| Set exercise |
Give again, word for word, only the lines from the one containing "Q: Find one point on every instance of the blurred" through the final line.

| Stored rows |

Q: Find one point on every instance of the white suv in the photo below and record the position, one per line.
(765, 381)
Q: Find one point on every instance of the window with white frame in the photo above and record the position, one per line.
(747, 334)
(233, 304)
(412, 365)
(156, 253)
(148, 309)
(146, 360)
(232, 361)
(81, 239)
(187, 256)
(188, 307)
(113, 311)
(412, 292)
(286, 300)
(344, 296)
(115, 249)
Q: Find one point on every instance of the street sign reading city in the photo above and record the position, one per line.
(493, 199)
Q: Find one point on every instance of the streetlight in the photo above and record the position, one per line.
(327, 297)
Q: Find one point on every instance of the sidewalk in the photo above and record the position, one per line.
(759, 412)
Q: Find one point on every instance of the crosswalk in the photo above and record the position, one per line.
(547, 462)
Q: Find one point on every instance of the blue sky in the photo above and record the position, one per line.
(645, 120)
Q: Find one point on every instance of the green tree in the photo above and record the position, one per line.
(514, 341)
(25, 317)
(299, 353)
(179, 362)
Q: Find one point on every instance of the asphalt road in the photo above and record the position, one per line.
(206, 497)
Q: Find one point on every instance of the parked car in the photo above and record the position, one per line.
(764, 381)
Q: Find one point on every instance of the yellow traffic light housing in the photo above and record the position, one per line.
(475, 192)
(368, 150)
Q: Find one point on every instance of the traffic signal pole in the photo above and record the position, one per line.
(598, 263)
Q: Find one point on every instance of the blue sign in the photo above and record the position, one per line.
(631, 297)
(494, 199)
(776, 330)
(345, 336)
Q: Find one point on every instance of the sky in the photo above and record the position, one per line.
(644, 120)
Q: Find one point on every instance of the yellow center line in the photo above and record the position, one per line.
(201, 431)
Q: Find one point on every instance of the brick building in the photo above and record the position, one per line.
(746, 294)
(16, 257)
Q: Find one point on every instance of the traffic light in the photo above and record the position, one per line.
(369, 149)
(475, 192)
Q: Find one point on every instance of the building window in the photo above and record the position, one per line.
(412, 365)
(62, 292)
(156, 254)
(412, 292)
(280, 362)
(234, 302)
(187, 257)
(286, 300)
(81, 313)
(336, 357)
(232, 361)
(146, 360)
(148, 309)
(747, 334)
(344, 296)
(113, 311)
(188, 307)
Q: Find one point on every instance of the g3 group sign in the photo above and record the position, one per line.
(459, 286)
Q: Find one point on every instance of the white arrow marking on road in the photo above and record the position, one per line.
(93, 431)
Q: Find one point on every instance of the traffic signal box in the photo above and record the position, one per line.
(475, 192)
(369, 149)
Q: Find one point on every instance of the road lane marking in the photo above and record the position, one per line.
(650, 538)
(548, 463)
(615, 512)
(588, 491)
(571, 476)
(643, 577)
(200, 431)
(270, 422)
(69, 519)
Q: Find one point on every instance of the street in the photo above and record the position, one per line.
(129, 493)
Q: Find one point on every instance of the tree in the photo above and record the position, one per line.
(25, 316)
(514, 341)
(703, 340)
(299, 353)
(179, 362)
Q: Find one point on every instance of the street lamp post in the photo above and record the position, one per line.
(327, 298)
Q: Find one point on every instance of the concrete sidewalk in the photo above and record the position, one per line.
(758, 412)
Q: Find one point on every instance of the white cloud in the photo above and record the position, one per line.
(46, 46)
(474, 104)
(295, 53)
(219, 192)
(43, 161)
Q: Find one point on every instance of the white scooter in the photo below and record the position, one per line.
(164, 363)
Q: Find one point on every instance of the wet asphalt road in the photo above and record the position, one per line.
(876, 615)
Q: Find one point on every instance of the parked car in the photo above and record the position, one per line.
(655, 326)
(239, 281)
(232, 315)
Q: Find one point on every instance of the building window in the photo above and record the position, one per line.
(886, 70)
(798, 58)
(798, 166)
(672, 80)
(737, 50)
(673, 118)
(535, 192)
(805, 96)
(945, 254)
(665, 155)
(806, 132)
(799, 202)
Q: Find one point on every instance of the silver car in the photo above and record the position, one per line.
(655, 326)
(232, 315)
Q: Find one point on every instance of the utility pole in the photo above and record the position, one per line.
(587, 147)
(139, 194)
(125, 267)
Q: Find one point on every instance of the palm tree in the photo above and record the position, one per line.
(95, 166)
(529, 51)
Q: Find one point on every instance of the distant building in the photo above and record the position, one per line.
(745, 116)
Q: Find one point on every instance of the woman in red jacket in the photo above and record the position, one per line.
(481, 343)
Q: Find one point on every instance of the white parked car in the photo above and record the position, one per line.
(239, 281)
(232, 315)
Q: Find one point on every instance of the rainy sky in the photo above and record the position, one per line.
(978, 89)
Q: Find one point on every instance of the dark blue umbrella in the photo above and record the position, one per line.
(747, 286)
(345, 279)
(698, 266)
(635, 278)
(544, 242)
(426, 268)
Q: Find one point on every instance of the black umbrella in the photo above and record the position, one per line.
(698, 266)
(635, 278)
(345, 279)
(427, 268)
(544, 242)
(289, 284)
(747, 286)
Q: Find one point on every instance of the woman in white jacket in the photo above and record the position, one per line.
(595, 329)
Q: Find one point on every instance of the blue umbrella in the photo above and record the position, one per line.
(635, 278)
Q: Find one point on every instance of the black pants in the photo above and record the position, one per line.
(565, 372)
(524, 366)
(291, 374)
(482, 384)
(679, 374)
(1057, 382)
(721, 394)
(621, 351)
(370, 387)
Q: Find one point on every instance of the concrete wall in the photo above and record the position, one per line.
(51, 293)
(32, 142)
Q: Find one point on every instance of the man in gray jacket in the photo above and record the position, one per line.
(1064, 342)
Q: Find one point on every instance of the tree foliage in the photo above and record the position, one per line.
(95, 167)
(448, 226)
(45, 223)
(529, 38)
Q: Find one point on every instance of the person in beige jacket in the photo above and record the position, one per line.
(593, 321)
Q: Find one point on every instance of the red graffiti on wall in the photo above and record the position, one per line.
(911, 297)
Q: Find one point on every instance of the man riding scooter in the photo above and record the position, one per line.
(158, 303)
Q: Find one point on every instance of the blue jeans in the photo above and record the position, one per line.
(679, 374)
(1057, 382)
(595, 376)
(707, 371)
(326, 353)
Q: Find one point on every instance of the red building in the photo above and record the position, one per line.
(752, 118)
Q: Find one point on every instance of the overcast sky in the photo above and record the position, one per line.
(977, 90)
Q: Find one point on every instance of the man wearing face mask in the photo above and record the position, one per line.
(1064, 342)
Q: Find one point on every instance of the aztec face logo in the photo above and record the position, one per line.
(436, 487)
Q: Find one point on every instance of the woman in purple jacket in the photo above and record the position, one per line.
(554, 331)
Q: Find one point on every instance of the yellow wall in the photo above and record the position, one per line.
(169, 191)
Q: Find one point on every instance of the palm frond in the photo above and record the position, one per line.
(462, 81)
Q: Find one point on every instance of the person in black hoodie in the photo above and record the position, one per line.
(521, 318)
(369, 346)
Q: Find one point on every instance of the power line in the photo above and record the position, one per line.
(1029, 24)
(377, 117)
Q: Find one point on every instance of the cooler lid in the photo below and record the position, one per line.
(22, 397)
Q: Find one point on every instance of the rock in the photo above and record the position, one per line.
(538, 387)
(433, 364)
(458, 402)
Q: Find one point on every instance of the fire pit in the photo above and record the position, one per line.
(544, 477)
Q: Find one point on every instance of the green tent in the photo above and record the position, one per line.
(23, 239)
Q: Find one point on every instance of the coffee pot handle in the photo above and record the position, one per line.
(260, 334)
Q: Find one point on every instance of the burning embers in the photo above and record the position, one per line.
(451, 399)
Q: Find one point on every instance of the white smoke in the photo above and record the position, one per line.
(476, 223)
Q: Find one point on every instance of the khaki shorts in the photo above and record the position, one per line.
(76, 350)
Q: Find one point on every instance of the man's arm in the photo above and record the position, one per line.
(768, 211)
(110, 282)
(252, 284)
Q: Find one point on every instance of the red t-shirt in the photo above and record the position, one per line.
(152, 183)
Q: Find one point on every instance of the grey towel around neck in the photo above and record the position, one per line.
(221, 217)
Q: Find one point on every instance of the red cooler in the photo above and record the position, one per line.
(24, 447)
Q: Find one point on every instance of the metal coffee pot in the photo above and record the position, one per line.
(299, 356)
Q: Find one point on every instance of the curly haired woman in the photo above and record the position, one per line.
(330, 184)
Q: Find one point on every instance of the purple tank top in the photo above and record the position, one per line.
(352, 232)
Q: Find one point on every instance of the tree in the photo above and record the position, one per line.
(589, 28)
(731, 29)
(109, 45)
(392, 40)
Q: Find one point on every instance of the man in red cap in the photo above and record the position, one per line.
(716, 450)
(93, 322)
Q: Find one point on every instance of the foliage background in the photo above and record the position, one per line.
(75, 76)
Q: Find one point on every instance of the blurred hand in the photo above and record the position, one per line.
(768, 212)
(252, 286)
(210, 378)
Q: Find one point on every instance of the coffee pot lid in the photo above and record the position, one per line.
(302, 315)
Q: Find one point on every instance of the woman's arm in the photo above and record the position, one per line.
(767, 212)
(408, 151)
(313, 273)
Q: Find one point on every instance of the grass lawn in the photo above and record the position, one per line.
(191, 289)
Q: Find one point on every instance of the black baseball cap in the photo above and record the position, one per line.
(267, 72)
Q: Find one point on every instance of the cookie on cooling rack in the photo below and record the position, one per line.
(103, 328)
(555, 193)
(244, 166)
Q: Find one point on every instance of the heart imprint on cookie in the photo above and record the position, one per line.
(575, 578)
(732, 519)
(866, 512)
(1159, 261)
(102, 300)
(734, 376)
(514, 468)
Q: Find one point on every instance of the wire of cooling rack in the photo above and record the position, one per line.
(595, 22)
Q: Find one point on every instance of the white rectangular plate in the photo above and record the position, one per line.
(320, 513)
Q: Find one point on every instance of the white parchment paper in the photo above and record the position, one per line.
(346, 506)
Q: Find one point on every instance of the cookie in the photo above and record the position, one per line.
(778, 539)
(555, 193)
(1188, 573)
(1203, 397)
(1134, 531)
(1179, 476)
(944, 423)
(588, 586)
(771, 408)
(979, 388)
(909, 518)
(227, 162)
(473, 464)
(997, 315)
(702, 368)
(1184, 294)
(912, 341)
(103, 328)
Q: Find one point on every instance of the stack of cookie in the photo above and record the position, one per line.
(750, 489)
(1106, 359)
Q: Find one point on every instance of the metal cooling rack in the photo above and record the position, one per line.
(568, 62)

| Answer to this problem |
Q: Find one point on every instance of the blurred hand in the photo above and record the position, one per line.
(768, 212)
(252, 286)
(210, 378)
Q: Find one point on every instance of the coffee pot lid in the photo above and record the position, one per line.
(302, 315)
Q: Find one point on every instance of the woman's arm in the photo above and record the position, one per line.
(767, 212)
(408, 151)
(313, 273)
Q: Find one point on every instance of the grass lawn in the photo above and record the position, one per line.
(191, 289)
Q: Find one point on every instance of the black baseball cap in the photo above and record the position, one per line.
(267, 72)
Q: Find one point on every instance of the cookie on cooling rack in the photo below and record the position, one per line.
(103, 328)
(555, 193)
(244, 166)
Q: Find one point on every instance of the heart imprint on cookie in the photo above and record the position, one per line.
(575, 578)
(732, 519)
(866, 512)
(1159, 261)
(102, 300)
(734, 376)
(514, 468)
Q: Find one point on every instance of the wire of cooling rack in the photo above and record the position, one per line.
(595, 22)
Q: Find one point on every instance of the white rectangular plate in the photo above and record the position, one per line.
(320, 513)
Q: Find one point on every instance of the white parchment paper in the photo above and record the position, one per line.
(346, 506)
Q: Find one point on every instance of the cookie in the photo above and record the position, one per line.
(778, 539)
(555, 193)
(1188, 573)
(1203, 397)
(1134, 531)
(1179, 476)
(944, 423)
(588, 586)
(771, 408)
(979, 388)
(909, 518)
(227, 162)
(473, 464)
(997, 315)
(702, 368)
(1184, 294)
(912, 341)
(103, 328)
Q: Find one point on every instance of the stack of cookie in the photo above and record the position, one per line.
(750, 489)
(1106, 359)
Q: Find one point on every instance of the metal cooling rack in the photo above and record the position, one per line.
(568, 62)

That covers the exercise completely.